Problem details. Turn every line of the records below into a Markdown table with the columns Row and Line, numbering the rows in order and skipping blank lines.

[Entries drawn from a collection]
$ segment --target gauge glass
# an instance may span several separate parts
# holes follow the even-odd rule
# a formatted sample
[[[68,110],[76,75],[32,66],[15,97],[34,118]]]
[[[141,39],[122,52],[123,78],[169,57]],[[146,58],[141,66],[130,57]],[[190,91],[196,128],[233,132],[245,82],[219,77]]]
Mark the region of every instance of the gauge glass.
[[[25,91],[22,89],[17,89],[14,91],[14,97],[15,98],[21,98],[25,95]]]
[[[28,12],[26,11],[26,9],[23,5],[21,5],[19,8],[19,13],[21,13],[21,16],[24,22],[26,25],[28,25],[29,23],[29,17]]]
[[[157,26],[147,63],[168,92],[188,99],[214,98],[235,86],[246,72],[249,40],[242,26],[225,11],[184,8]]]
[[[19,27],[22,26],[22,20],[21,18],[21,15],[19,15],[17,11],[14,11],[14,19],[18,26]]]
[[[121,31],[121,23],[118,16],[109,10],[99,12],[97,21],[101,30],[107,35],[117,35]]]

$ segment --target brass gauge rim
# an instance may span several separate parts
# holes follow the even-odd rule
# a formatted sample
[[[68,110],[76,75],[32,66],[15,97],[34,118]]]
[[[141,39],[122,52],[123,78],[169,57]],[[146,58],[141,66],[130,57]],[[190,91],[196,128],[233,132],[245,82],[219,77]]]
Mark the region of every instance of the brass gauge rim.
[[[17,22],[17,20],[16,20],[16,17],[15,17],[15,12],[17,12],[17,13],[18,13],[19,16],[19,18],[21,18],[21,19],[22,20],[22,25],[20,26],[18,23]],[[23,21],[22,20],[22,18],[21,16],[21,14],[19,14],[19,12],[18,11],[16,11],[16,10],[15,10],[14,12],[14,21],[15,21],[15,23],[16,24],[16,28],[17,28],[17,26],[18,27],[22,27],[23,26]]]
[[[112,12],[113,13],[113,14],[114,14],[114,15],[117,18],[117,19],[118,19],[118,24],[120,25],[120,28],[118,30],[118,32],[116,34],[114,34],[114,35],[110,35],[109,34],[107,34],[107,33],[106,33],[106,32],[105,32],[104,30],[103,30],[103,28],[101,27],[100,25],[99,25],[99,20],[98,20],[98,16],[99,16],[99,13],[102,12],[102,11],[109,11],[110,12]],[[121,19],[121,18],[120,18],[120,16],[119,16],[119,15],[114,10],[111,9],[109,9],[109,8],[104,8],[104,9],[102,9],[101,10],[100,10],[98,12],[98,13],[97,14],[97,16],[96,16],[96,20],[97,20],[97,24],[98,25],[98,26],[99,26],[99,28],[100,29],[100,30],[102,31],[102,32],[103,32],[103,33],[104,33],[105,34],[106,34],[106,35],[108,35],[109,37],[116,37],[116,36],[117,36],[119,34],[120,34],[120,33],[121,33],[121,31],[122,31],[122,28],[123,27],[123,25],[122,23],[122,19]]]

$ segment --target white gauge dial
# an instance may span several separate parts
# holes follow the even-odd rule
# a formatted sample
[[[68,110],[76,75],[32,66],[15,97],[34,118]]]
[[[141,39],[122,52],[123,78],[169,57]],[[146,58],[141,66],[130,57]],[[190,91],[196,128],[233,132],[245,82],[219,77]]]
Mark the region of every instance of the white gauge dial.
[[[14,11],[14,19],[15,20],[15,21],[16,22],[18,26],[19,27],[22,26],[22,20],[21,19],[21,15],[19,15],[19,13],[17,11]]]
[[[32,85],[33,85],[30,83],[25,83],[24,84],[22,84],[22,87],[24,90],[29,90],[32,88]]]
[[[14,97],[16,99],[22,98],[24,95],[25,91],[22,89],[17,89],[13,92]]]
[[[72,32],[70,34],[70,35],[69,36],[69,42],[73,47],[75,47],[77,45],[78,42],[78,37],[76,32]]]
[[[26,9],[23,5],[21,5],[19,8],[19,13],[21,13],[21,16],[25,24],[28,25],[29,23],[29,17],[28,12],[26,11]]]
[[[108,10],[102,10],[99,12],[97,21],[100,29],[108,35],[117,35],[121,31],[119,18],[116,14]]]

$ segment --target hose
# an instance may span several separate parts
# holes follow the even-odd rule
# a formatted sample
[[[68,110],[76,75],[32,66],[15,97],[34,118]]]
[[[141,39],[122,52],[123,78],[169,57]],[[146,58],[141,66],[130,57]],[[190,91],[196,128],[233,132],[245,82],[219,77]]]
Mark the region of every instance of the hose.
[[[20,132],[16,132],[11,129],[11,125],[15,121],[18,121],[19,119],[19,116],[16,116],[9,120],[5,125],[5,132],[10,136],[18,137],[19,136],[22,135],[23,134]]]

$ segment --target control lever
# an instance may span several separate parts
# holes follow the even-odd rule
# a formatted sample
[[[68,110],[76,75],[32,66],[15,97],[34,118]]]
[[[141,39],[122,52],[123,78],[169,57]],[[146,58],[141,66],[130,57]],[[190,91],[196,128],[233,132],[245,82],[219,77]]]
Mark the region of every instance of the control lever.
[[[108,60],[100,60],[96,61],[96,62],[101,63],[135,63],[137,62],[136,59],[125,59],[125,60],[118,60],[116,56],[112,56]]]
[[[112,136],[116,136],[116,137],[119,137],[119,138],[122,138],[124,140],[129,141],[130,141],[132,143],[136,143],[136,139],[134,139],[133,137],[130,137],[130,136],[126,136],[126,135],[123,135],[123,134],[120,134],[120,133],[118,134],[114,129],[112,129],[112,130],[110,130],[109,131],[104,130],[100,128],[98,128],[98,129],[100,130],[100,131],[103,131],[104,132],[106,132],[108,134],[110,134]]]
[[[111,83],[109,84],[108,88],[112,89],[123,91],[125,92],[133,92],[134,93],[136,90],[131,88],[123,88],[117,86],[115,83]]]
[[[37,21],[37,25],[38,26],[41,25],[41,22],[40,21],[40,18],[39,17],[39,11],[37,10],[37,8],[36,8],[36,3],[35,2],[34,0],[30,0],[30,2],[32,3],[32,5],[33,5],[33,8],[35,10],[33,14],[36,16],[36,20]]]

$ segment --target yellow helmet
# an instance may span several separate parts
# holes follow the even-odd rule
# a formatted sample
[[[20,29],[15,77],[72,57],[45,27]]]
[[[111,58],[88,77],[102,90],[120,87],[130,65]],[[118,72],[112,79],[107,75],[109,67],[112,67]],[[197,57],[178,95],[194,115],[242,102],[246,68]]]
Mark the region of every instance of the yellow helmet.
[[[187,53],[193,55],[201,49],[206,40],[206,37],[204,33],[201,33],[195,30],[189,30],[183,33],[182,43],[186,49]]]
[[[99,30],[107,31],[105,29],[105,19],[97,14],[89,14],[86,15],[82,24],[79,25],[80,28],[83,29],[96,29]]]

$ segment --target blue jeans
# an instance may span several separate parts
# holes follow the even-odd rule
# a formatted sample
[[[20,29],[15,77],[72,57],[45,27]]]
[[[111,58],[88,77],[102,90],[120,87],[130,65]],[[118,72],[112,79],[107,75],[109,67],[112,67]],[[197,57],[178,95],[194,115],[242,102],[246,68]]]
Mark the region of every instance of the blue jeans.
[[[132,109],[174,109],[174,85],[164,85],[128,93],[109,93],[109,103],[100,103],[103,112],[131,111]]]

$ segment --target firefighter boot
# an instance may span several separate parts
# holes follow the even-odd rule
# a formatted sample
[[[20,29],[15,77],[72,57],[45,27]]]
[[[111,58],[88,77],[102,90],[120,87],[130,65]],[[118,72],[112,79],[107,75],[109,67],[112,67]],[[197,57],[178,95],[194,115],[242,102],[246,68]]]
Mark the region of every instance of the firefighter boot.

Exercise answer.
| Row | Line |
|---|---|
| 1 | $ segment --target gauge glass |
| 2 | # an instance may span several separate parts |
| 3 | # holes follow the even-odd rule |
| 4 | # a formatted sample |
| 5 | [[[68,110],[76,75],[32,66],[15,97],[34,118]]] |
| 6 | [[[141,39],[122,52],[123,78],[169,57]],[[146,58],[141,66],[130,57]],[[190,91],[196,128],[233,132],[245,82],[219,77]]] |
| 7 | Mark the region of every instance of the gauge glass. |
| 8 | [[[25,91],[22,89],[17,89],[14,91],[14,97],[15,98],[21,98],[25,95]]] |
| 9 | [[[28,12],[26,11],[26,9],[23,5],[21,5],[19,8],[19,13],[21,13],[21,16],[24,22],[26,25],[28,25],[29,23],[29,17]]] |
| 10 | [[[157,26],[147,63],[168,92],[188,99],[214,98],[235,86],[246,72],[249,40],[242,26],[225,11],[184,8]]] |
| 11 | [[[19,27],[22,26],[22,20],[21,18],[21,15],[19,15],[17,11],[14,11],[14,19],[18,26]]] |
| 12 | [[[121,31],[121,23],[118,16],[109,10],[99,12],[97,21],[101,30],[107,35],[117,35]]] |
| 13 | $ segment --target brass gauge rim |
| 14 | # an instance may span several separate parts |
| 15 | # holes follow the even-odd rule |
| 16 | # a formatted sample |
| 17 | [[[68,110],[76,75],[32,66],[15,97],[34,118]]] |
| 18 | [[[141,39],[122,52],[123,78],[169,57]],[[146,58],[141,66],[130,57]],[[190,91],[196,128],[233,132],[245,82],[219,77]]] |
| 19 | Mark the region of every instance of the brass gauge rim. |
| 20 | [[[17,22],[17,20],[16,20],[16,17],[15,17],[15,12],[17,12],[17,13],[18,13],[19,16],[19,18],[21,18],[21,19],[22,20],[22,25],[20,26],[18,23]],[[23,21],[22,20],[22,18],[21,16],[21,14],[19,14],[19,12],[18,11],[16,11],[16,10],[15,10],[14,12],[14,21],[15,21],[15,23],[16,24],[16,28],[17,28],[17,26],[18,27],[22,27],[23,26]]] |
| 21 | [[[112,12],[113,13],[113,14],[114,14],[114,15],[117,18],[117,19],[118,19],[118,24],[120,25],[120,28],[118,30],[118,32],[116,34],[114,34],[114,35],[110,35],[109,34],[107,34],[107,33],[106,33],[106,32],[105,32],[104,30],[103,30],[103,28],[101,27],[100,25],[99,25],[99,20],[98,20],[98,16],[99,16],[99,13],[102,12],[102,11],[109,11],[110,12]],[[121,19],[121,18],[120,18],[120,16],[119,16],[119,15],[114,10],[111,9],[109,9],[109,8],[104,8],[104,9],[102,9],[101,10],[100,10],[98,12],[98,13],[97,14],[97,16],[96,16],[96,20],[97,20],[97,24],[98,25],[98,26],[99,26],[99,28],[100,29],[100,30],[102,31],[102,32],[103,32],[103,33],[104,33],[105,34],[106,34],[106,35],[108,35],[109,37],[116,37],[116,36],[117,36],[119,34],[120,34],[120,33],[121,33],[121,31],[122,31],[122,28],[123,27],[123,25],[122,23],[122,19]]] |
| 22 | $ segment --target white gauge dial |
| 23 | # an instance may span several separate parts |
| 24 | # holes follow the even-odd rule |
| 25 | # a formatted sample |
| 26 | [[[68,110],[76,75],[32,66],[15,97],[34,118]]] |
| 27 | [[[141,39],[122,52],[123,78],[169,57]],[[146,58],[141,66],[130,57]],[[190,91],[196,128],[233,132],[245,82],[219,77]]] |
| 28 | Mark the region of every instance of the white gauge dial. |
| 29 | [[[14,11],[14,19],[15,20],[15,21],[16,22],[18,26],[19,27],[22,26],[22,20],[21,19],[21,15],[19,15],[19,13],[17,11]]] |
| 30 | [[[32,85],[33,85],[30,83],[25,83],[24,84],[22,84],[22,87],[24,90],[29,90],[32,88]]] |
| 31 | [[[14,97],[16,99],[22,98],[24,95],[25,91],[22,89],[17,89],[13,92]]] |
| 32 | [[[72,32],[70,34],[70,35],[69,36],[69,42],[73,47],[75,47],[77,45],[78,42],[78,37],[76,32]]] |
| 33 | [[[26,9],[23,5],[21,5],[19,8],[19,13],[21,13],[21,16],[25,24],[28,25],[29,23],[29,17],[28,12],[26,11]]] |
| 34 | [[[108,10],[102,10],[99,12],[97,21],[100,29],[108,35],[117,35],[121,31],[119,18],[116,14]]] |
| 35 | $ segment --target hose |
| 36 | # an instance may span several separate parts |
| 37 | # holes follow the even-odd rule |
| 38 | # a formatted sample |
| 39 | [[[68,110],[76,75],[32,66],[15,97],[34,118]]] |
| 40 | [[[141,39],[122,52],[123,78],[169,57]],[[146,58],[141,66],[130,57]],[[190,91],[196,128],[233,132],[245,82],[219,77]]] |
| 41 | Mark the region of every instance of the hose. |
| 42 | [[[20,132],[16,132],[11,129],[11,125],[15,121],[18,121],[19,119],[19,116],[16,116],[9,120],[5,125],[5,132],[10,136],[18,137],[19,136],[22,135],[23,134]]] |
| 43 | $ segment --target control lever |
| 44 | # an instance may span several separate parts |
| 45 | # holes follow the even-odd rule |
| 46 | # a formatted sample |
| 47 | [[[68,110],[76,75],[32,66],[15,97],[34,118]]] |
| 48 | [[[141,39],[122,52],[123,78],[169,57]],[[146,58],[141,66],[130,57]],[[190,91],[196,128],[233,132],[245,82],[219,77]]] |
| 49 | Mark the region of every instance of the control lever. |
| 50 | [[[108,60],[100,60],[96,61],[96,62],[101,63],[135,63],[137,62],[136,59],[125,59],[125,60],[118,60],[116,56],[112,56]]] |
| 51 | [[[112,136],[116,136],[116,137],[119,137],[119,138],[122,138],[124,140],[129,141],[130,141],[132,143],[136,143],[136,139],[134,139],[133,137],[130,137],[130,136],[126,136],[126,135],[123,135],[123,134],[120,134],[120,133],[118,134],[114,129],[112,129],[112,130],[110,130],[109,131],[104,130],[100,128],[98,128],[98,129],[100,130],[100,131],[103,131],[104,132],[106,132],[108,134],[110,134]]] |
| 52 | [[[111,83],[109,84],[108,88],[112,89],[123,91],[125,92],[133,92],[134,93],[136,90],[131,88],[123,88],[117,86],[115,83]]] |
| 53 | [[[37,21],[37,25],[38,26],[41,25],[41,22],[40,21],[40,18],[39,17],[39,11],[37,10],[37,8],[36,8],[36,3],[35,2],[34,0],[30,0],[30,2],[32,3],[32,5],[33,5],[33,8],[35,10],[33,14],[36,16],[36,20]]] |
| 54 | $ segment --target yellow helmet |
| 55 | # an instance may span several separate parts |
| 56 | # holes follow the even-odd rule |
| 57 | # a formatted sample |
| 58 | [[[20,29],[15,77],[72,57],[45,27]]] |
| 59 | [[[111,58],[88,77],[102,90],[120,87],[130,65]],[[118,72],[112,79],[107,75],[109,67],[112,67]],[[197,57],[178,95],[194,115],[242,102],[246,68]]] |
| 60 | Mark the region of every instance of the yellow helmet. |
| 61 | [[[187,53],[193,55],[201,49],[206,40],[206,37],[204,33],[201,33],[195,30],[189,30],[183,33],[182,43],[186,49]]] |
| 62 | [[[99,30],[107,31],[105,29],[105,19],[97,14],[89,14],[86,15],[82,24],[79,25],[80,28],[83,29],[96,29]]] |
| 63 | $ segment --target blue jeans |
| 64 | # an instance may span several separate parts |
| 65 | # holes follow the even-odd rule |
| 66 | # a formatted sample |
| 67 | [[[20,29],[15,77],[72,57],[45,27]]] |
| 68 | [[[111,58],[88,77],[102,90],[120,87],[130,65]],[[118,72],[112,79],[107,75],[109,67],[112,67]],[[197,57],[178,95],[194,115],[242,102],[246,68]]] |
| 69 | Mark the region of every instance of the blue jeans. |
| 70 | [[[132,109],[174,109],[174,85],[164,85],[128,93],[109,93],[109,103],[100,103],[103,112],[131,111]]] |
| 71 | $ segment --target firefighter boot |
| 72 | # an instance may span several separate parts |
| 73 | # holes follow the even-odd rule |
| 74 | # a formatted sample |
| 75 | [[[20,29],[15,77],[72,57],[45,27]]] |
| 76 | [[[111,58],[88,77],[102,90],[120,87],[130,65]],[[118,72],[112,79],[107,75],[109,67],[112,67]],[[197,57],[178,95],[194,115],[242,102],[246,68]]] |
| 77 | Mark the region of every instance of the firefighter boot. |